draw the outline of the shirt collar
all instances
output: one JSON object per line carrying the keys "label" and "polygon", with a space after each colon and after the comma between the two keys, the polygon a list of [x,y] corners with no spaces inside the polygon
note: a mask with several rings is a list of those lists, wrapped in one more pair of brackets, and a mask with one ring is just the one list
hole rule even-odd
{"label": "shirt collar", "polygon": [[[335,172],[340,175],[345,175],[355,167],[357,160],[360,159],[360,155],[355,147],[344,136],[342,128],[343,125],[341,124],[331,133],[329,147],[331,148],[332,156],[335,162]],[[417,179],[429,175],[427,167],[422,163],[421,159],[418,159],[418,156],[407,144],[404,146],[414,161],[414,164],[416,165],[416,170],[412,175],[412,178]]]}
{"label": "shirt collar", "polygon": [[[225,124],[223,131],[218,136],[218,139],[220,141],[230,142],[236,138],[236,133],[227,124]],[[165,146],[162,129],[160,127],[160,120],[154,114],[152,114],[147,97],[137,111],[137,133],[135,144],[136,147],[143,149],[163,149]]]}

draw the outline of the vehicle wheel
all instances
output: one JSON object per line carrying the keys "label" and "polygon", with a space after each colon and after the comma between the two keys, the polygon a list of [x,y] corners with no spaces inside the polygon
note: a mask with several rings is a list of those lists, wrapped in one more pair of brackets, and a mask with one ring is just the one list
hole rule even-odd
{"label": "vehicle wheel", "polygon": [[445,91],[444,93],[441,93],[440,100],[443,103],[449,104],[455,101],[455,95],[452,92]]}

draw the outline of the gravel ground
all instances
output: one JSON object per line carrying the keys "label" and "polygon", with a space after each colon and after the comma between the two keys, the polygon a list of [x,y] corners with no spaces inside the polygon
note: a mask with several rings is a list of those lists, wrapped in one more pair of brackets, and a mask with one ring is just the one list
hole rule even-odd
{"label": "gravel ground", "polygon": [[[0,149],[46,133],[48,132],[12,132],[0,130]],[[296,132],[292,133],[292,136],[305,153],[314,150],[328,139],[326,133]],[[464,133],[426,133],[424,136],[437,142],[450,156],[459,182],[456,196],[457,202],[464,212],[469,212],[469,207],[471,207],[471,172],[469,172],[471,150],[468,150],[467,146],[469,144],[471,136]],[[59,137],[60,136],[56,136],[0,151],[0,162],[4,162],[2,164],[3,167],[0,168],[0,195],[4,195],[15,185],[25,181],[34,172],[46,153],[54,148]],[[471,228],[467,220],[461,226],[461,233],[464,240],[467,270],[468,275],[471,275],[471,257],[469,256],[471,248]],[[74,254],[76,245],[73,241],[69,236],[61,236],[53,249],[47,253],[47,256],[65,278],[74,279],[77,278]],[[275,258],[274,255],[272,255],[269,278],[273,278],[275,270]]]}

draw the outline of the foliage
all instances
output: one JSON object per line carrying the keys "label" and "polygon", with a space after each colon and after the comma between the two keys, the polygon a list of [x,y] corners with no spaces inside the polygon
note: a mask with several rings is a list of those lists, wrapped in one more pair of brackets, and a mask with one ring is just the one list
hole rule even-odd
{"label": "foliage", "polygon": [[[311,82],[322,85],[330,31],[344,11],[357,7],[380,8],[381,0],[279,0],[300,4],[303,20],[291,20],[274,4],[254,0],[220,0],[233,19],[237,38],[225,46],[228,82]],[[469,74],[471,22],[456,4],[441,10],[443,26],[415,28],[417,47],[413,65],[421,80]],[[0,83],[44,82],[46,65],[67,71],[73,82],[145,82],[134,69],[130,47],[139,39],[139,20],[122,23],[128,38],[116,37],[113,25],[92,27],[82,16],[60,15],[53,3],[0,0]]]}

———

Istruzioni del compito:
Estragga tutte le righe dei record sopra riportati e le trascriva identiche, senza alcuna modifica.

Risposta corretta:
draw the outline of the shirt collar
all instances
output: one JSON object per line carrying the keys "label" and "polygon", with a space after each colon and after the comma between the two keys, the polygon a list of [x,y] corners with no spaces inside the polygon
note: a mask with several rings is a list of those lists, wrapped in one more pair of brackets, and a mask with one ring is just the one list
hole rule even-odd
{"label": "shirt collar", "polygon": [[[335,172],[340,175],[345,175],[355,167],[357,160],[360,159],[360,155],[355,147],[344,136],[342,128],[343,125],[341,124],[331,133],[329,147],[331,148],[332,156],[335,162]],[[417,179],[429,175],[427,167],[422,163],[421,159],[418,159],[418,156],[407,144],[404,146],[414,161],[414,164],[416,165],[416,170],[412,175],[412,178]]]}
{"label": "shirt collar", "polygon": [[[225,124],[223,131],[218,136],[218,139],[220,141],[230,142],[236,138],[236,133],[227,124]],[[165,146],[162,129],[160,127],[160,120],[154,114],[152,114],[147,97],[137,111],[137,133],[135,144],[136,147],[143,149],[163,149]]]}

draw the outline of the vehicle wheel
all instances
output: one JSON object per line carrying the keys "label" and "polygon", with a space after each colon and after the comma between the two keys, the polygon a list of [x,y] corners with no spaces inside the polygon
note: a mask with several rings is a list of those lists, wrapped in one more pair of brackets, and a mask with one ring is just the one list
hole rule even-odd
{"label": "vehicle wheel", "polygon": [[445,91],[444,93],[441,93],[440,100],[443,103],[449,104],[455,101],[455,95],[452,92]]}

draw the outline of the gravel ground
all instances
output: one JSON object per line carrying the keys "label" and "polygon", with a space after each colon and after the comma between the two keys, the polygon a list of [x,y] corners with no spaces inside the polygon
note: a mask with several rings is a list of those lists, wrapped in one more pair of brackets, and a mask with one ring is just the one list
hole rule even-odd
{"label": "gravel ground", "polygon": [[[0,149],[46,133],[48,132],[12,132],[0,130]],[[296,132],[292,133],[292,136],[305,153],[314,150],[328,139],[326,133]],[[464,133],[426,133],[424,136],[437,142],[450,156],[459,182],[456,196],[457,202],[464,212],[469,212],[469,207],[471,207],[471,172],[469,172],[471,150],[468,150],[467,146],[469,144],[471,136]],[[59,137],[60,136],[56,136],[0,151],[0,162],[4,162],[2,164],[3,167],[0,168],[0,195],[4,195],[15,185],[25,181],[34,172],[46,153],[54,148]],[[471,228],[467,220],[461,226],[461,233],[464,240],[467,270],[468,275],[471,275],[471,257],[469,256],[471,248]],[[74,254],[76,245],[73,241],[69,236],[61,236],[53,249],[47,253],[47,256],[65,278],[74,279],[77,278]],[[275,258],[274,255],[272,255],[269,278],[273,278],[275,270]]]}

draw the outline of the foliage
all instances
output: one JSON object per line carrying the keys "label" and "polygon", with a space after each colon and after the comma between the two keys, the polygon a list of [x,y] corners with no spaces inside the polygon
note: a mask with several rings is a list of those lists, wrapped in one more pair of brackets, and a mask with one ring is just the one list
hole rule even-odd
{"label": "foliage", "polygon": [[[311,82],[322,85],[330,31],[344,11],[357,7],[380,8],[381,0],[279,0],[300,4],[303,20],[291,20],[274,4],[254,0],[220,0],[233,19],[237,38],[225,46],[228,82]],[[469,74],[471,22],[456,4],[441,10],[443,26],[415,28],[417,47],[413,65],[421,80]],[[0,83],[44,82],[46,65],[67,71],[73,82],[145,82],[134,69],[130,47],[139,39],[139,20],[122,23],[128,38],[116,37],[113,25],[92,27],[82,16],[60,15],[53,3],[0,0]]]}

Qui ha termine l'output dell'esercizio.